**How to complete this task:** Given the listing below, write out exactly the lines starting with the line that has "Thank you for the photo. Could you please identify the satellite" and going on through the line that has "Thank you for the photo. Could you please identify the sky", both kept.

**Records for this task:**

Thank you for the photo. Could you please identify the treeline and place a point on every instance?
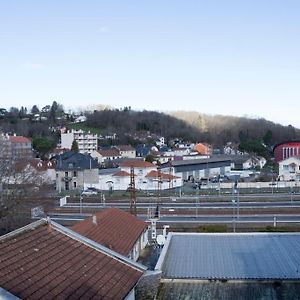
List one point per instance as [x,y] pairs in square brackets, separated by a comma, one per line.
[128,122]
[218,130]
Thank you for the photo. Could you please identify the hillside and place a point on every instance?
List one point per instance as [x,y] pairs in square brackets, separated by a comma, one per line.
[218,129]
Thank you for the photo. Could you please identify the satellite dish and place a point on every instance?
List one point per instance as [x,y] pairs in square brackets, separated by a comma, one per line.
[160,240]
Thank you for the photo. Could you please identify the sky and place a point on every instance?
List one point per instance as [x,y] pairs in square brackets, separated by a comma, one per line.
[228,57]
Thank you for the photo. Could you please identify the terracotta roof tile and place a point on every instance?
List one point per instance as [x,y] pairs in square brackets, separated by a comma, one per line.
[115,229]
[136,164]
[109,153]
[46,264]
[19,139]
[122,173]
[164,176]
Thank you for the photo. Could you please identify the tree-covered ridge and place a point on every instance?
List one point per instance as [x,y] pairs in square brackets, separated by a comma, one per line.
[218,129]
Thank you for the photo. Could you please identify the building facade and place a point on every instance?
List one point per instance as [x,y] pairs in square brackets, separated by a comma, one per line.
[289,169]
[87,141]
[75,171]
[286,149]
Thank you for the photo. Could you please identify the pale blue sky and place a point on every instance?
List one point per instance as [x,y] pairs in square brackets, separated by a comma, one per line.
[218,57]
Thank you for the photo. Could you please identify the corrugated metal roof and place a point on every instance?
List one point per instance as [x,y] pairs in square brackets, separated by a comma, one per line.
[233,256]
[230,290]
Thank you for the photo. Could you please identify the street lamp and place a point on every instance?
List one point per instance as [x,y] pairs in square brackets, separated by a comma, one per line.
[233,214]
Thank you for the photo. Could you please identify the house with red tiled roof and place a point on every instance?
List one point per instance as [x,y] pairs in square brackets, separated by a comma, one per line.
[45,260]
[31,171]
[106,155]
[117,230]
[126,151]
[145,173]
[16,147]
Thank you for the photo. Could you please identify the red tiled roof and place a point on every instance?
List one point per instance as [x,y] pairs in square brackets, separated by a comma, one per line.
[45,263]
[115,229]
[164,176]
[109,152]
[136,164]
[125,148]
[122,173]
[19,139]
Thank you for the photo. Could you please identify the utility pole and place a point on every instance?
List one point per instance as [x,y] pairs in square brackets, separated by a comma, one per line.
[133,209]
* * *
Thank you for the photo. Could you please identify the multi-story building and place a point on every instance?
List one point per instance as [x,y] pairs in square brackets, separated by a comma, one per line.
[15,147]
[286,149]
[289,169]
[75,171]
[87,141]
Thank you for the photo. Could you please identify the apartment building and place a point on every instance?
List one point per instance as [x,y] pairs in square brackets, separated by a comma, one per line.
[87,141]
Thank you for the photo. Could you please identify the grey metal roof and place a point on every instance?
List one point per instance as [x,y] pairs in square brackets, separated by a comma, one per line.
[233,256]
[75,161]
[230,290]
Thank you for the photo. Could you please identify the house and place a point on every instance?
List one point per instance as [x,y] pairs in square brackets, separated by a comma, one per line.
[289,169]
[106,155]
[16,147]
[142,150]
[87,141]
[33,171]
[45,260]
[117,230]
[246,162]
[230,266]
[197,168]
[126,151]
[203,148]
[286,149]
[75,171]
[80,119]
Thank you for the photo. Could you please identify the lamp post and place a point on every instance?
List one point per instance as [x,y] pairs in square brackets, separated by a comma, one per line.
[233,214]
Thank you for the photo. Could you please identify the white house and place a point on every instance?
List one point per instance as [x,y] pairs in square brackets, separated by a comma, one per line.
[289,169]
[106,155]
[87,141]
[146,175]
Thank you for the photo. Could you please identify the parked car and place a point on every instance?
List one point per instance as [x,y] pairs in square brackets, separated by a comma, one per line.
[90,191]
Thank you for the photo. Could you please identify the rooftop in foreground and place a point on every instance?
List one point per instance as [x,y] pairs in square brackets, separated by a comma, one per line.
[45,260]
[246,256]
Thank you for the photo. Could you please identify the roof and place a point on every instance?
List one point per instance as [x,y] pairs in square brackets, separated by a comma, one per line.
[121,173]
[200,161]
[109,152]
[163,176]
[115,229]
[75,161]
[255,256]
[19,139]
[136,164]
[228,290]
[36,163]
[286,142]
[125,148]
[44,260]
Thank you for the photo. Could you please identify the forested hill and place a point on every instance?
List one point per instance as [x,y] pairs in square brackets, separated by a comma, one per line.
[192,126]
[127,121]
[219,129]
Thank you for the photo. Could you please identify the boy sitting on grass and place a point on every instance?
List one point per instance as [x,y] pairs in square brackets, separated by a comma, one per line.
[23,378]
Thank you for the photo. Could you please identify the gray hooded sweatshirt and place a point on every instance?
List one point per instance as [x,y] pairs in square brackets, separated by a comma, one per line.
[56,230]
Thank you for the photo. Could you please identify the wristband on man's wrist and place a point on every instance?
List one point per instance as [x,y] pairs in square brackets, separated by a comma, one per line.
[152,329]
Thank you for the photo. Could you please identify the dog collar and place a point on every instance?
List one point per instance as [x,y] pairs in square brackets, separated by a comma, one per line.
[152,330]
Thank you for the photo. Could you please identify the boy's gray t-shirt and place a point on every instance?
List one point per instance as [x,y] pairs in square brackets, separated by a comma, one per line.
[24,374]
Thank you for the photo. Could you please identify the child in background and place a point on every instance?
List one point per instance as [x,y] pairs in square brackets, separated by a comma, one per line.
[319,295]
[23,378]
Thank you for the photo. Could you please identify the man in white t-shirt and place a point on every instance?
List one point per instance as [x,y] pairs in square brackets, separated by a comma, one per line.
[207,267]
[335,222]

**Task solution:**
Thank you for the photo. Could you please identify the satellite dish and place a point on every instance?
List one point per instance as [x,y] pairs in square brackets, separated by a comma, one per line.
[160,240]
Thank you for the photo. Could you please identify the sky and place a point on every instance?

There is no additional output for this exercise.